++++ Article

SECURITIES AND EXCHANGE COMMISSION

Washington, D.C. 20549

 

FORM 8-K

 

CURRENT REPORT

Pursuant to Section 13 OR 15(d) of the

Securities Exchange Act of 1934

 

Date of Report (Date of earliest event reported): October 20, 2025

 

ADITXT, INC.

(Exact name of registrant as specified in its charter)

 

Delaware   001-39336   85-3204328
(State or other jurisdiction
of incorporation)
  (Commission File Number)   (I.R.S. Employer
Identification No.)

 

2569 Wyandotte Street, Suite 101, Mountain View, CA 94043

(Address of principal executive offices, including ZIP code)

 

(650) 870-1200

(Registrant’s telephone number, including area code)

 

N/A

(Former name or former address, if changed since last report)

 

Check the appropriate box below if the Form 8-K filing is intended to simultaneously satisfy the filing obligation of the registrant under any of the following provisions:

 

Written communications pursuant to Rule 425 under the Securities Act (17 CFR 230.425 )

++++++++
++++ Raw records

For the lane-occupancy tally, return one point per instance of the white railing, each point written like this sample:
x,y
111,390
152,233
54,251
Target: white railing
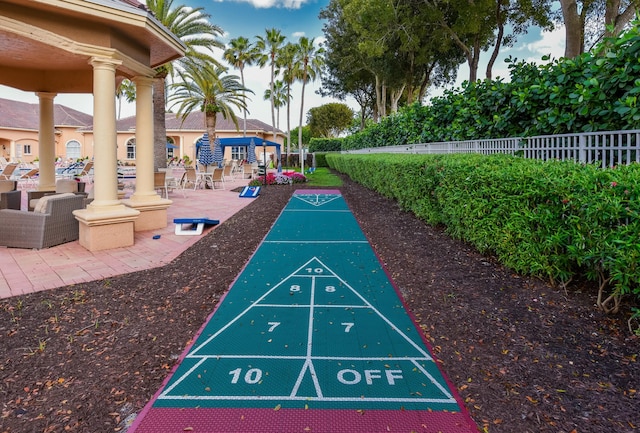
x,y
606,149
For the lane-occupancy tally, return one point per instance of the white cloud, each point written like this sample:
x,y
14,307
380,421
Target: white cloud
x,y
551,43
265,4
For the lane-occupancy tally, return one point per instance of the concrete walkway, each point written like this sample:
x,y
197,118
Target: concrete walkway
x,y
24,271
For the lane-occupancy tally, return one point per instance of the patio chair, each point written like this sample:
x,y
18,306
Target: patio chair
x,y
51,223
159,183
171,181
29,178
217,177
10,197
8,171
62,186
189,179
227,172
86,175
247,171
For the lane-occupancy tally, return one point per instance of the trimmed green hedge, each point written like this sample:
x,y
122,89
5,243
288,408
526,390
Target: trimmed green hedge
x,y
555,220
325,144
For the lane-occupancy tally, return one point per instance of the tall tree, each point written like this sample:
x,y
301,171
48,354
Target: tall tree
x,y
279,99
286,62
203,86
240,53
269,46
591,20
309,60
191,25
330,120
127,91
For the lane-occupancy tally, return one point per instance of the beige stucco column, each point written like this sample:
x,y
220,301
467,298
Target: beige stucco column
x,y
106,223
46,143
152,207
12,151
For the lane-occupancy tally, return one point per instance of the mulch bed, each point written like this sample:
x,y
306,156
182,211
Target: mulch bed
x,y
525,357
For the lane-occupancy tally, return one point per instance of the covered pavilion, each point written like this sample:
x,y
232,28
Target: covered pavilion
x,y
90,46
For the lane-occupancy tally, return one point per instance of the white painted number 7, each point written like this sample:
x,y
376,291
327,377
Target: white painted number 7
x,y
272,326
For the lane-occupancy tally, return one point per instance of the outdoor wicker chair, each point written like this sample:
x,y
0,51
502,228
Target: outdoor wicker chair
x,y
9,197
51,223
8,171
62,186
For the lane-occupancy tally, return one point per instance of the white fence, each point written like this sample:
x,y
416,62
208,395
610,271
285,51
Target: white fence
x,y
603,148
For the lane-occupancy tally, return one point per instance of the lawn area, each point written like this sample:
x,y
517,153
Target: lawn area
x,y
322,176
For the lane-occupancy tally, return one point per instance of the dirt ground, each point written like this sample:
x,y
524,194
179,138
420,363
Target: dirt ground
x,y
524,356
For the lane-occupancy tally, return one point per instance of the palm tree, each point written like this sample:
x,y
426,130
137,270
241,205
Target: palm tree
x,y
279,98
241,53
268,46
204,87
127,91
286,60
191,25
309,61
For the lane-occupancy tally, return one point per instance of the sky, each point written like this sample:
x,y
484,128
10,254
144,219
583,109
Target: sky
x,y
296,18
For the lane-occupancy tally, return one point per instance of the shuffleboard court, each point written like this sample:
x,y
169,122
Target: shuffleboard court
x,y
311,337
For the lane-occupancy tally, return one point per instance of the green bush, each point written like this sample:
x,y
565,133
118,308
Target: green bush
x,y
554,220
325,145
321,159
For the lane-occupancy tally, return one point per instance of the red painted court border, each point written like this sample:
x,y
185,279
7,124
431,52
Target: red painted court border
x,y
226,420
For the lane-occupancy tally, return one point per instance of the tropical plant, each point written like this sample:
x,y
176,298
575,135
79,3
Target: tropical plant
x,y
240,53
204,86
279,98
268,46
309,64
192,27
127,91
286,61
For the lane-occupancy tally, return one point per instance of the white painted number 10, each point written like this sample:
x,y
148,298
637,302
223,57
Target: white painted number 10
x,y
252,376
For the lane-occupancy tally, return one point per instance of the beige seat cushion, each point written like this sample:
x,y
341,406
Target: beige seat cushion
x,y
7,185
66,185
41,205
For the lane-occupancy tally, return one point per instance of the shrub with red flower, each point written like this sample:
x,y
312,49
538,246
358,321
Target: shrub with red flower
x,y
279,179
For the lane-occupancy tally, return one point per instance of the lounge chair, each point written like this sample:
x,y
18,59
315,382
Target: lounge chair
x,y
29,178
247,171
86,175
51,223
160,183
7,173
227,172
189,179
62,186
10,197
217,177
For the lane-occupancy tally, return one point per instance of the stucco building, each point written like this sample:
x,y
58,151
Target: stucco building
x,y
74,136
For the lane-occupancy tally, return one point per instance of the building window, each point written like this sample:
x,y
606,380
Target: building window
x,y
73,150
239,152
131,148
171,147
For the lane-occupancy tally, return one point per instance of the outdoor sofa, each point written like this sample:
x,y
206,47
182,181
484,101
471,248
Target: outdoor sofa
x,y
10,198
51,223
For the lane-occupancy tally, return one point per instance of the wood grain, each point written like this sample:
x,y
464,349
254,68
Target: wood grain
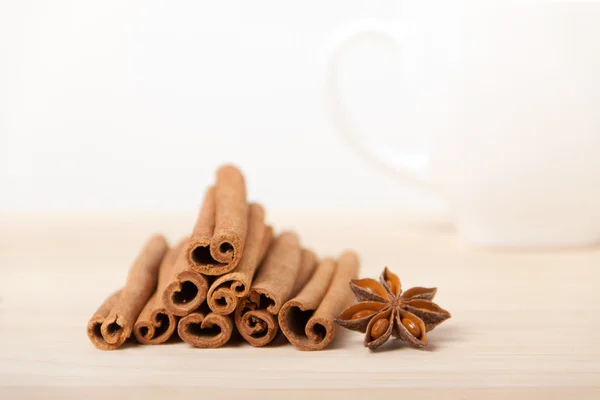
x,y
525,323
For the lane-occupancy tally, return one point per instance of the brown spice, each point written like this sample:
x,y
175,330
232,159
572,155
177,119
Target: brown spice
x,y
307,319
205,329
112,324
186,289
155,323
256,314
384,310
217,241
224,293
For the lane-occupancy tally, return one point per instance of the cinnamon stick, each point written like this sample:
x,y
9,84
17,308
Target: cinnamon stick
x,y
256,315
185,288
307,319
112,323
217,242
205,329
155,323
308,265
224,293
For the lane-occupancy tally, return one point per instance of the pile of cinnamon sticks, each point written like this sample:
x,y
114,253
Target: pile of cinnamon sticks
x,y
231,274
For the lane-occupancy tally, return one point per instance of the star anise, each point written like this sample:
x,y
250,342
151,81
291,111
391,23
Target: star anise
x,y
384,310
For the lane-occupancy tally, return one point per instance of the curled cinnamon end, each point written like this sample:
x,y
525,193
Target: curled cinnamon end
x,y
156,324
307,320
94,325
297,312
186,289
224,293
276,278
205,329
114,320
156,329
256,325
217,241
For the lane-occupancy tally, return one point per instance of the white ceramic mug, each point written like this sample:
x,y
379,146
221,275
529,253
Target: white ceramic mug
x,y
508,94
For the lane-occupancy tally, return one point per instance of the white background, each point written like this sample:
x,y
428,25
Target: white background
x,y
132,105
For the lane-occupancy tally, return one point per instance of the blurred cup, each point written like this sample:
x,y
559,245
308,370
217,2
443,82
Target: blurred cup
x,y
507,95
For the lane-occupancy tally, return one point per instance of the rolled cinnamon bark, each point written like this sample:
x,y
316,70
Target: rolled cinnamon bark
x,y
205,329
185,288
224,293
307,319
217,242
307,267
256,315
155,323
112,323
276,278
98,318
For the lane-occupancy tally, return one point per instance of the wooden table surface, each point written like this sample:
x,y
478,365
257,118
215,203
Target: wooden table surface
x,y
526,324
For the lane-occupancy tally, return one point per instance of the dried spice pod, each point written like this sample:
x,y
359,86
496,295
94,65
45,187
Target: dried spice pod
x,y
185,288
205,329
112,324
224,293
406,315
156,324
357,316
307,319
217,241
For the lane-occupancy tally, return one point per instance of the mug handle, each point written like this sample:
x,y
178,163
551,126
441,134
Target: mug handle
x,y
411,167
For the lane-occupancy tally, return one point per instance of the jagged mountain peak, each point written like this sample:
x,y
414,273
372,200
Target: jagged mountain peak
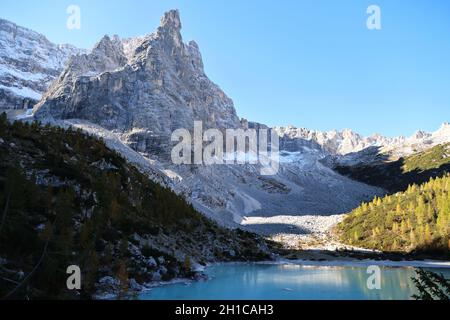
x,y
155,83
171,21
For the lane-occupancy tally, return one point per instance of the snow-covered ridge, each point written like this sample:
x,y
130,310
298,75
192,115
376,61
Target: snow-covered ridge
x,y
29,62
346,142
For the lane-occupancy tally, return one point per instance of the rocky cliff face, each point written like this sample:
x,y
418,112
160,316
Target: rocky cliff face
x,y
146,87
28,64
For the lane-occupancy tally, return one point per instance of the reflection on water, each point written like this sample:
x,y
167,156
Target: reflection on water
x,y
260,281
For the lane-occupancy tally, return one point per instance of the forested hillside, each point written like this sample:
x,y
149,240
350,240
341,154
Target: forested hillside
x,y
66,199
397,175
417,220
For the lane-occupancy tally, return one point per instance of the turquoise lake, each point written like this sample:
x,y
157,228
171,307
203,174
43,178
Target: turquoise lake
x,y
290,282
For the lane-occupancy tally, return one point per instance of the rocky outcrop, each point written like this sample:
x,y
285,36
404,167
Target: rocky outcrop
x,y
146,88
28,64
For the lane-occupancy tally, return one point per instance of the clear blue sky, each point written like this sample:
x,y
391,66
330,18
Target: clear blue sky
x,y
310,63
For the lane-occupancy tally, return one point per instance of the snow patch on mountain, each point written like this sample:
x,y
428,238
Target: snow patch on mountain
x,y
29,62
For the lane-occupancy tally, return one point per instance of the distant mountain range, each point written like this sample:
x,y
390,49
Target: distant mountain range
x,y
135,92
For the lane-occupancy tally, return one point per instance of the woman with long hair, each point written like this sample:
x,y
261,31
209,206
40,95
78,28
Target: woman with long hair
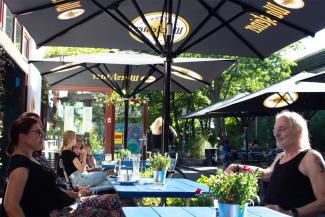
x,y
156,137
76,168
32,190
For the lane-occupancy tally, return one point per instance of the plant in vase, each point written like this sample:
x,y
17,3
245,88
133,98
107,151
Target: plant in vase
x,y
232,191
125,154
160,163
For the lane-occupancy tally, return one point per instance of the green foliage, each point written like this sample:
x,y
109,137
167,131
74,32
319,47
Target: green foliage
x,y
196,147
159,161
233,188
95,142
147,173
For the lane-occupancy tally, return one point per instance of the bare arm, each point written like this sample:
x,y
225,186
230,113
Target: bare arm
x,y
81,166
313,166
14,192
265,174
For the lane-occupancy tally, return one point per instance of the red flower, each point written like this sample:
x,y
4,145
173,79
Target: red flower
x,y
247,169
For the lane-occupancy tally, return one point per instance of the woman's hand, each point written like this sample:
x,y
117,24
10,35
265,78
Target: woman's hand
x,y
83,153
279,209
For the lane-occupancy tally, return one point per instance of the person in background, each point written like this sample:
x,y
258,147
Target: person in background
x,y
297,175
75,168
156,137
31,189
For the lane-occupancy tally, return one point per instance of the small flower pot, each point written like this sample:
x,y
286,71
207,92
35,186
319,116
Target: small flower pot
x,y
159,176
232,210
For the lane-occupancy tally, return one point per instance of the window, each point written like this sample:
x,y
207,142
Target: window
x,y
8,22
18,35
1,14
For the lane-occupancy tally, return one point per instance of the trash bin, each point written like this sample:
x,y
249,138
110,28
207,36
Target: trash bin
x,y
210,156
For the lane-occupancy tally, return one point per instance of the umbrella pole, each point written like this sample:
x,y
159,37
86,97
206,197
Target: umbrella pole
x,y
246,142
166,110
167,65
126,118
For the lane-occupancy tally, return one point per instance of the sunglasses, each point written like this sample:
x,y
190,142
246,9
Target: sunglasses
x,y
39,132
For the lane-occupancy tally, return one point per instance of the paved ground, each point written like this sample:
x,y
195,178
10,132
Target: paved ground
x,y
194,172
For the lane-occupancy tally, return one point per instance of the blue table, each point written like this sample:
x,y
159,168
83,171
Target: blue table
x,y
179,188
192,212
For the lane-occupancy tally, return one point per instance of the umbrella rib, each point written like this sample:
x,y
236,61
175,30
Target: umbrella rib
x,y
100,78
227,24
208,34
63,79
174,81
148,85
140,12
191,77
136,89
197,29
296,27
114,84
134,29
61,69
30,10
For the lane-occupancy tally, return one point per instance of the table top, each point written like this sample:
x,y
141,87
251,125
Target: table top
x,y
256,211
180,188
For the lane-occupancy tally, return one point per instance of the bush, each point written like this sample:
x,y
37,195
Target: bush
x,y
196,147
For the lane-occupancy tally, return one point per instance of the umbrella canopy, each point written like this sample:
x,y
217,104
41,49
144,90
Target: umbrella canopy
x,y
170,27
288,94
205,111
142,71
319,77
234,27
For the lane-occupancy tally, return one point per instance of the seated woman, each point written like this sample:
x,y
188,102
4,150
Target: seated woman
x,y
31,189
90,163
75,168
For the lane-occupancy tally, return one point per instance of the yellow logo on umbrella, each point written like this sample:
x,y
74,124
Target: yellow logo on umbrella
x,y
158,25
292,4
279,100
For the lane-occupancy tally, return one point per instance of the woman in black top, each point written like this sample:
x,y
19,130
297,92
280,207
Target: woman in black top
x,y
31,189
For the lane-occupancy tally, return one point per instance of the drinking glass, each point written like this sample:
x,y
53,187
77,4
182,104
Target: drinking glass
x,y
136,165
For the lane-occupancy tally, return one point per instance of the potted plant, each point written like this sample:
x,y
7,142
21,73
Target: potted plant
x,y
233,191
125,154
159,164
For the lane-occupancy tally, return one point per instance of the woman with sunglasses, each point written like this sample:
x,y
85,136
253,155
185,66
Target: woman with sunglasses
x,y
31,189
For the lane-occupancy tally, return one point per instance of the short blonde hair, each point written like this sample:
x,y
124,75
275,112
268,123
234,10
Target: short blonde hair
x,y
156,126
297,122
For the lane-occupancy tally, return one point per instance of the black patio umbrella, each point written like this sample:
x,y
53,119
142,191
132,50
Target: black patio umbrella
x,y
142,72
170,27
319,77
288,94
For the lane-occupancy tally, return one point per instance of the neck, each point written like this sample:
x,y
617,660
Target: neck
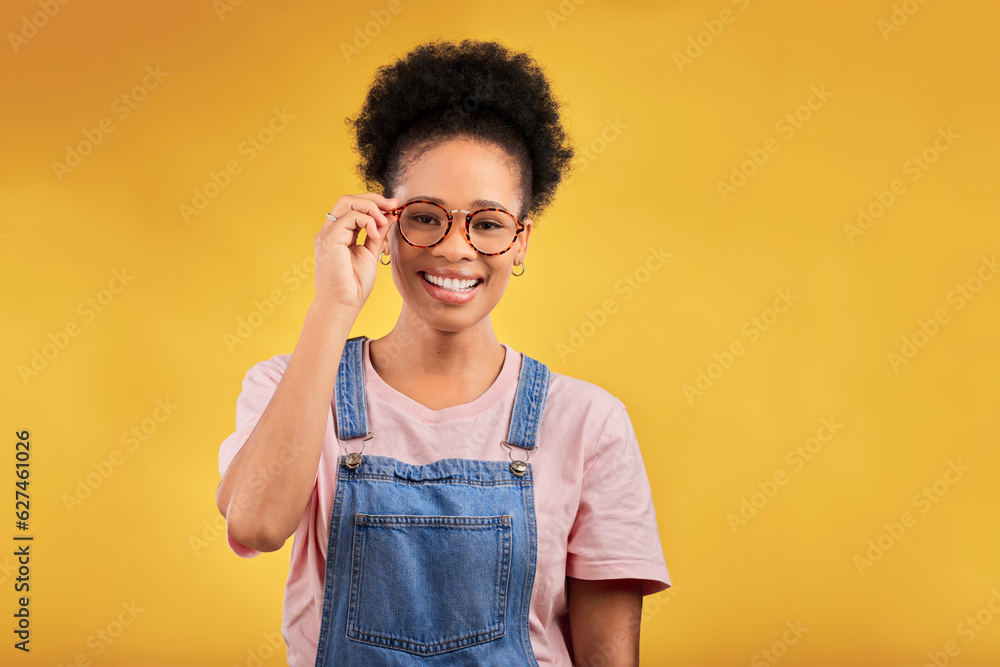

++++++++

*Exercise set*:
- 1) How many lines in the rows contain the string "railing", with case counting? Report only the number.
- 2) Go on with the Form 8-K cover page, picking up after its last line.

*Responses for each task*:
- 1) 2

- 2)
   
Soliciting material pursuant to Rule 14a-12 under the Exchange Act (17 CFR 240.14a-12)
   
Pre-commencement communications pursuant to Rule 14d-2(b) under the Exchange Act (17 CFR 240.14d-2(b))
   
Pre-commencement communications pursuant to Rule 13e-4(c) under the Exchange Act (17 CFR 240.13e-4(c))

 

Securities registered pursuant to Section 12(b) of the Act:

 

Title of each class   Trading Symbol(s)   Name of each exchange on which registered
Common Stock, par value $0.001   ADTX   The Nasdaq Stock Market LLC

 

Indicate by check mark whether the registrant is an emerging growth company as defined in as defined in Rule 405 of the Securities Act of 1933 (§230.405 of this chapter) or Rule 12b-2 of the Securities Exchange Act of 1934 (§240.12b-2 of this chapter).

 

Emerging growth company ☒

 

If an emerging growth company, indicate by check mark if the registrant has elected not to use the extended transition period for complying with any new or revised financial accounting standards provided pursuant to Section 13(a) of the Exchange Act. ☐

 

 

 

 


 

Item 1.02 Termination of a Material Definitive Agreement.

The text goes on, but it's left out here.